Consignes |
**1)** Dressez la liste des publics avec lesquels Serge a voulu créer un lien grâce au prototype, selon le texte sur la micro ferme ci-dessous.
**2)** D'après le texte sur la micro ferme ci-dessous, combien de temps a duré le voyage de Serge à la rencontre des fermes bio ?
**3)** Poursuivez le texte sur la micro ferme ci-dessous à partir de sa dernière phrase.

Mais revenons sur la genèse du projet. En lien avec ses élèves ingénieurs à l’UTT, Serge a engagé depuis 4 ans des travaux de recherches en co-développement avec un village du Togo. Le but est d’apporter une aide à la conception, la fabrication et à la mise en œuvre de systèmes agricoles avec les ressources locales, en utilisant notamment la low-tech*. Mais le Covid empêche de retourner au Togo. Serge part alors en 2021 dans un périple de 1000 kms à la rencontre des fermes bio en France pour étudier leur mode de résilience. Un périple à pied très riche en rencontres. « Je ne suis pas fermier, j’ai beaucoup appris en faisant ce voyage de 6 semaines ! », évoque-t-il.
Ces deux projets ont donc initié et nourri le projet de ferme urbaine au sein du quartier prioritaire des Chartreux. Le but étant d’aller vers une population vulnérable au sein du quartier prioritaire des Chartreux. Avant de développer cette ferme urbaine au cœur du quartier, Serge a souhaité élaboré un prototype test, proche de l’UTT pour impliquer les étudiants de l’Unité de recherche InSyte, tout en créant un lien avec des habitants bénévoles, des associations de quartiers, des écoles et un public migrant.
La micro ferme est donc en phase test au cœur du campus de l’UTT sur une petite surface mais suffisante pour expérimenter des techniques de culture (permaculture) nécessitant une technologie rudimentaire mais efficace. Deux modules sans fondations sont autonomes en électricité grâce à des panneaux solaires, mais aussi en eau grâce à un récupérateur d’eau de pluie. Une serre a été installé sur le toit d’un module. Pour la partie culture sur le terrain, des oyas ont été réalisé de façon artisanale (deux pots de fleurs scellés entre eux avec de la terre). Ça expérimente à tous les niveaux avec par exemple des techniques de permaculture, de l’hydroponie*. Mais je ne vais pas rentrer dans le détail des techniques, car il est aussi important d’évoquer le volet humain du projet.

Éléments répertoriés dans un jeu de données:
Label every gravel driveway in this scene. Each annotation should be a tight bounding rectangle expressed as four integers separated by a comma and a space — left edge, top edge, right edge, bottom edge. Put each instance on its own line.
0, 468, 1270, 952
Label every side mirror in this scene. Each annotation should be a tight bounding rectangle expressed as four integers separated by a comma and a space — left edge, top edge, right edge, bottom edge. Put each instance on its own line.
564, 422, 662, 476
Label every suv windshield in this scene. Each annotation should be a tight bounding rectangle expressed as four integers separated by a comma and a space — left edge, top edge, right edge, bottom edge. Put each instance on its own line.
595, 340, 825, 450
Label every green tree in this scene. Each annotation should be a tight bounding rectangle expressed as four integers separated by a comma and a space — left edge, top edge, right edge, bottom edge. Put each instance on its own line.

Réponses par consigne |
**1)**
- des habitants bénévoles
- des associations de quartiers
- des écoles
- un public migrant

**2)** Il a duré 6 semaines.

**3)**
En effet, le 2e but, et sans doute le plus important de la micro ferme (et plus tard la ferme au cœur du quartier), est de favoriser l’implication du territoire pour le redynamiser. Ainsi actuellement 3 collaborateurs bénévoles / habitants expert assurent un rôle de mentorat pour être le lien avec d’autres habitants par la suite. Ils se forment progressivement en venant régulièrement sur la micro ferme. Ils sont associés sur le projet et sa mise en œuvre.
Serge Rohmer a tissé aussi des liens avec le centre social René Peltier, l’association l’Accord Parfait (présente sur le quartier des Chartreux, elle propose des ateliers sociolinguistiques à un public allophone).
Régulièrement des élèves de tous niveaux viennent visiter et participer à la vie de la micro ferme, ainsi ce sont 70 élèves de l’école élémentaire Cousteau (4 classes de CE1, 1 classe de CM1, 1 dispositif allophone) qui sont venus échanger et donner leurs idées sur la gestion de l’eau, la croissance des plantes, la fertilité des sols (grâce à nos amis les vers de terre). Le but étant d’accueillir aussi collégiens et lycéens.
La micro-ferme Urbaine a eu aussi le plaisir de recevoir des résidents de l’HUDA (centre d’Hébergement d’Urgence pour Demandeurs d’Asile). Cette structure basée à Saint Germain et gérée par l’association Aurore) a signé une convention avec l’UTT pour co-créer des actions sociales/culturelles/environnementales avec et pour les résidents. Cette convention s’est concrétisée par la mise en place d’un jardin partagé sur une parcelle de l’HUDA.
La visite à la micro-ferme vient compléter le projet de jardin partagé, les résidents ont pu discuter sur la pratique en permaculture de la micro-ferme et sur les expérimentations de micro-pousses. Chacun a pu échanger sur les pratiques agricoles de son pays, un beau moment d’échange pour tous.
Dans la continuité, les différentes parcelles ont eu le droit à des signalétiques en français, anglais et arabe. Elles ont été élaborés par les collaborateurs bénévoles de l’UTT. Ainsi tout à chacun peut identifier les plantes cultivées sur le terrain de la micro ferme.
Enfin la culture a droit de citer sur le site, puisque des œuvres d’art ont été créé sur place avec l’artiste Michel Marnat.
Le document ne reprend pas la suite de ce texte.